Please reproduce the final stretch of the listing below: the line that contains "Where in this photo can the concrete channel" and all lines after it, verbatim, with nothing else.

*** Block opens ***

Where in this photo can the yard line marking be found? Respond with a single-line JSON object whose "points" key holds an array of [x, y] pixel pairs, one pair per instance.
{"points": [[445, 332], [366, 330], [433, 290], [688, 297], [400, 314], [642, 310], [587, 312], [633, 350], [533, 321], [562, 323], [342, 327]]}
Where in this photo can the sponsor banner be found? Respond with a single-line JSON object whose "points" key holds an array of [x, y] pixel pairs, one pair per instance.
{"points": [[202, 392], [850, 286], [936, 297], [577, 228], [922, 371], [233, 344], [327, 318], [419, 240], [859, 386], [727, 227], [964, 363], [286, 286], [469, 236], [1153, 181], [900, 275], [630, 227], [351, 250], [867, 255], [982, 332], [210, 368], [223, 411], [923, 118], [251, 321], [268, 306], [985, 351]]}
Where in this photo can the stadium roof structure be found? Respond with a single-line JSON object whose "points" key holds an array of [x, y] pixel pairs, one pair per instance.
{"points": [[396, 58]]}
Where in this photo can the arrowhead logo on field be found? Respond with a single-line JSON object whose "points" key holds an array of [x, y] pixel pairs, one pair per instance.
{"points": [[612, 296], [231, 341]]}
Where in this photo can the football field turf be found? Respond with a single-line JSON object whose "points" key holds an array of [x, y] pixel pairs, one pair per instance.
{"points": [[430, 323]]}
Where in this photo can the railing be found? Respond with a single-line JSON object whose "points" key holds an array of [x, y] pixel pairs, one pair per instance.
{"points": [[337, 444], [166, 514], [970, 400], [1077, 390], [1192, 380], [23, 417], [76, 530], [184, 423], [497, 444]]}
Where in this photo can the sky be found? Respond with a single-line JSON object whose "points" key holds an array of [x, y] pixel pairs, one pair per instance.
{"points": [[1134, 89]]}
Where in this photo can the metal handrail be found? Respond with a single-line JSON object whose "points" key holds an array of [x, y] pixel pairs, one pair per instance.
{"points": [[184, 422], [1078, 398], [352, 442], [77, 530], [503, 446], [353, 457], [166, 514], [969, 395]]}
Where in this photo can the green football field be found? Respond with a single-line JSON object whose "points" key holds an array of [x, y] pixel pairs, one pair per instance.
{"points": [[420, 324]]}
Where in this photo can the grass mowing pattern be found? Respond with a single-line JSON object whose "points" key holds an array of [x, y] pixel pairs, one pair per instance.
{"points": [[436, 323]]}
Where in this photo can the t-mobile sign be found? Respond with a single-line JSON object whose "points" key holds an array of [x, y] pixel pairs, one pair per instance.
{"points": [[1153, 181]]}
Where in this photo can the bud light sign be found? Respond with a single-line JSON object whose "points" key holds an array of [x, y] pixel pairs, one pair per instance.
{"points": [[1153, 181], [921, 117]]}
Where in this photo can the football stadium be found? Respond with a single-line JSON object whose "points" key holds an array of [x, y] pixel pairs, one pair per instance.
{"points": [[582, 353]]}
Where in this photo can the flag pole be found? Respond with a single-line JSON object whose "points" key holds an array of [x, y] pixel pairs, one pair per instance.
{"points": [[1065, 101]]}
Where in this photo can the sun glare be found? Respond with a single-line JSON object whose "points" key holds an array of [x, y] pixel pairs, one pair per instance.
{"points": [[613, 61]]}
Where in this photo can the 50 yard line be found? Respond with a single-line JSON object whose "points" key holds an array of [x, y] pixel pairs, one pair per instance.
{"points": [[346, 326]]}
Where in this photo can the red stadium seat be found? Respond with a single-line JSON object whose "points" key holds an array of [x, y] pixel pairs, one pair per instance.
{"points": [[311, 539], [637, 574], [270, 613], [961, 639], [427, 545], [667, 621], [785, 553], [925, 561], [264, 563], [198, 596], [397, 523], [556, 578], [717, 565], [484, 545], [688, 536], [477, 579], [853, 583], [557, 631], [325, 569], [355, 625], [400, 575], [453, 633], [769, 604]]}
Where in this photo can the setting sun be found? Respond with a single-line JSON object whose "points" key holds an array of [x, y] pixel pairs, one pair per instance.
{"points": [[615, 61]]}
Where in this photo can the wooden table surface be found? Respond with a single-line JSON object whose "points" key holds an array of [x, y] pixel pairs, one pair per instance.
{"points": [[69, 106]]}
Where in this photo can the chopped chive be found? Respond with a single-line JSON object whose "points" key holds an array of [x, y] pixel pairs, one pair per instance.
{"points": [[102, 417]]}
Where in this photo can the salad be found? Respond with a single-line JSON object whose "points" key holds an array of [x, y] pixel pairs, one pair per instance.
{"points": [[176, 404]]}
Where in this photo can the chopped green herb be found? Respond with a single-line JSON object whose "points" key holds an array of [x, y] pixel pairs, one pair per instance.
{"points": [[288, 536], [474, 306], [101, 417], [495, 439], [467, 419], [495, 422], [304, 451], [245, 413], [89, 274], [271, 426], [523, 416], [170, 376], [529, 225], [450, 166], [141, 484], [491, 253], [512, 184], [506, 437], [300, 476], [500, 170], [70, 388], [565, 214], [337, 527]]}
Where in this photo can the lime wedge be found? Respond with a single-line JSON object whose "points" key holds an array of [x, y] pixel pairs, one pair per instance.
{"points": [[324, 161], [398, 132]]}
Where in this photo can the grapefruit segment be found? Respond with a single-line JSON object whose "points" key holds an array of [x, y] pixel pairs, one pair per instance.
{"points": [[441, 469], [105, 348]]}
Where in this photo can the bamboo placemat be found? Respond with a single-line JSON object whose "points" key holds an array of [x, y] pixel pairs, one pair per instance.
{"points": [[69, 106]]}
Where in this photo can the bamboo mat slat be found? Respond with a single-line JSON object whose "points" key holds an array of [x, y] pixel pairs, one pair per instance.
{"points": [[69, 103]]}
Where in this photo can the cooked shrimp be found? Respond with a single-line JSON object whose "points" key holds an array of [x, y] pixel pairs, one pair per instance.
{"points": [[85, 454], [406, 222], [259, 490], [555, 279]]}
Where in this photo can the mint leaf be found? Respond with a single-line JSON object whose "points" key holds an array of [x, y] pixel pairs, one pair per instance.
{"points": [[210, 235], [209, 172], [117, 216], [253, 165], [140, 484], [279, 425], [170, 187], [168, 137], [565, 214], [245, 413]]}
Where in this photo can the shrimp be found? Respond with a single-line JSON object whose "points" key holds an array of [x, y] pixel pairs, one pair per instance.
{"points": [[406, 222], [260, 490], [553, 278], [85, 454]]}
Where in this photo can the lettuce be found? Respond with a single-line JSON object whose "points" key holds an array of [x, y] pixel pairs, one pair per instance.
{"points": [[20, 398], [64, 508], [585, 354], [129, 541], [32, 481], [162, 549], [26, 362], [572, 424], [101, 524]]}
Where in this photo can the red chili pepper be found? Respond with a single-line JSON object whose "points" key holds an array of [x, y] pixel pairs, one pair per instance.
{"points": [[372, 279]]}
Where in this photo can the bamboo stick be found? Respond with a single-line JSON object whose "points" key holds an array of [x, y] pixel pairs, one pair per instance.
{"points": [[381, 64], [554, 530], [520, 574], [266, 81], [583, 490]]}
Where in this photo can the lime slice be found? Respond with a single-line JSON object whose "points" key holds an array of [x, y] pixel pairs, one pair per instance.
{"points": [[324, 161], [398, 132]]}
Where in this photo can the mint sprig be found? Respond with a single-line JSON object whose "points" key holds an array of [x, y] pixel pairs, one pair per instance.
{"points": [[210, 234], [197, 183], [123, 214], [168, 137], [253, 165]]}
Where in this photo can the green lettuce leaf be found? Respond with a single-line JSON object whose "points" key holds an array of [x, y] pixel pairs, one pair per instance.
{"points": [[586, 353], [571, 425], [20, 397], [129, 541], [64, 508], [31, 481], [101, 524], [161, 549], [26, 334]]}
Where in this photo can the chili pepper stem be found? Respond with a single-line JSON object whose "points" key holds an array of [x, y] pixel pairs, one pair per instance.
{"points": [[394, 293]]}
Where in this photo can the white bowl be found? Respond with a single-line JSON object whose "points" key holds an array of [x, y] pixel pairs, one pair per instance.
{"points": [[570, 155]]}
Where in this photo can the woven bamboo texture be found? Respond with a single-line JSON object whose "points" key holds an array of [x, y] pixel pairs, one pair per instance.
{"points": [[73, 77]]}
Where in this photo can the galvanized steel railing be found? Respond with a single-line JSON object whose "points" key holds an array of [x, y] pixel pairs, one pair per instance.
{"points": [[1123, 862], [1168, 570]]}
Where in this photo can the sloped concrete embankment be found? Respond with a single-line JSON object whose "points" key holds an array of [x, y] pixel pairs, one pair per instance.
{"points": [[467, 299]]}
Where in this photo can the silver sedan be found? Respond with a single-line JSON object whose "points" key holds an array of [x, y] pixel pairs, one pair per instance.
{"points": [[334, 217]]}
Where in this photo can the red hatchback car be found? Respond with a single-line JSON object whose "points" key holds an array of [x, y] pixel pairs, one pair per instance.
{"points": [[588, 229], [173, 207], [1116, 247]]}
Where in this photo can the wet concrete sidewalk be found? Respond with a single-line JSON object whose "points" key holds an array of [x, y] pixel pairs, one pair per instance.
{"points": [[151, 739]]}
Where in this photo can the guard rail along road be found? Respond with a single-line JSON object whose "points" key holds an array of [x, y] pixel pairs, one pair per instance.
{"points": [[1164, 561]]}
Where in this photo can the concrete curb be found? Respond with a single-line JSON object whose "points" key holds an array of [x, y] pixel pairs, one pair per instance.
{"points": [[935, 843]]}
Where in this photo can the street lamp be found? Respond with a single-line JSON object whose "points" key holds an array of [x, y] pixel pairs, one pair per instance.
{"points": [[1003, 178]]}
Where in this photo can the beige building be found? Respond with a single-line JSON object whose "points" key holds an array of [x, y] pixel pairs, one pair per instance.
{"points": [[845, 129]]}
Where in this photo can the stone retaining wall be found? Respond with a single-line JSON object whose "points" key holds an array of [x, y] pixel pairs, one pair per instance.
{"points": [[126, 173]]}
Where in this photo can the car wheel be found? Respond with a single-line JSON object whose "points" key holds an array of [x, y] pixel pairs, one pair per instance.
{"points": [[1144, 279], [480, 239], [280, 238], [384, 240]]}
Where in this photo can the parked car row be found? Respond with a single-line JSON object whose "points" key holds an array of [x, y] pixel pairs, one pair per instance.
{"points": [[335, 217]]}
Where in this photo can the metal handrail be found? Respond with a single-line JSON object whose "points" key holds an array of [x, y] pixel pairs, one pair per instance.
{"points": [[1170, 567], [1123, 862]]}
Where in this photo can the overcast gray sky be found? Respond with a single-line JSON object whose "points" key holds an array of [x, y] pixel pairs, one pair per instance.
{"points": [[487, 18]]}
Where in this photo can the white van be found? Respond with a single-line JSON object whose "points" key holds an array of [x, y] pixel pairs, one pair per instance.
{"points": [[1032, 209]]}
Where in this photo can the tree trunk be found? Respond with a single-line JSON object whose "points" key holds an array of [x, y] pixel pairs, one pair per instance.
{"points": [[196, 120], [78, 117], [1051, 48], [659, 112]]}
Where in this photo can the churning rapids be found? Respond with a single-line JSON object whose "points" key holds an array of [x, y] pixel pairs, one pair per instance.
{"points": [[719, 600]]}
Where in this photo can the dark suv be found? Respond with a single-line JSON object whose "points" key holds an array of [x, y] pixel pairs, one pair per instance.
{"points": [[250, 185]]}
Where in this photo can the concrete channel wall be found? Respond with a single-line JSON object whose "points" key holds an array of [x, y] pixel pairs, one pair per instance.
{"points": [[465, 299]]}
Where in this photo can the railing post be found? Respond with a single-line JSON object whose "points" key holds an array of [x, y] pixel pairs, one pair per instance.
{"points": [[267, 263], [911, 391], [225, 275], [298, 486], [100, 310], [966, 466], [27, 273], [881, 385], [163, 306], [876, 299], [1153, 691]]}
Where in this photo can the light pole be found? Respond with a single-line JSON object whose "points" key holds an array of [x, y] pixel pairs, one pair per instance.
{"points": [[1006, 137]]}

*** Block closes ***

▸ **Solution to the problem**
Where in this photo can the concrete channel wall be found? Respond with a single-line JSON object whose "points" key holds an array of [x, y] pixel pairs, one pair per instance.
{"points": [[465, 299]]}
Where in this photo can the railing post be found? Respond with a single-line JSON object whose "points" key holds an array of [x, y] pixel pairs, one pair per instance.
{"points": [[267, 263], [911, 391], [225, 275], [298, 486], [100, 310], [966, 466], [27, 273], [881, 385], [163, 306], [876, 299], [1153, 691]]}
Where in this photo can the light pole be found? Respond with a single-line JSON object whose "points" key holds an array of [x, y] pixel pairs, one pair per instance.
{"points": [[1006, 137]]}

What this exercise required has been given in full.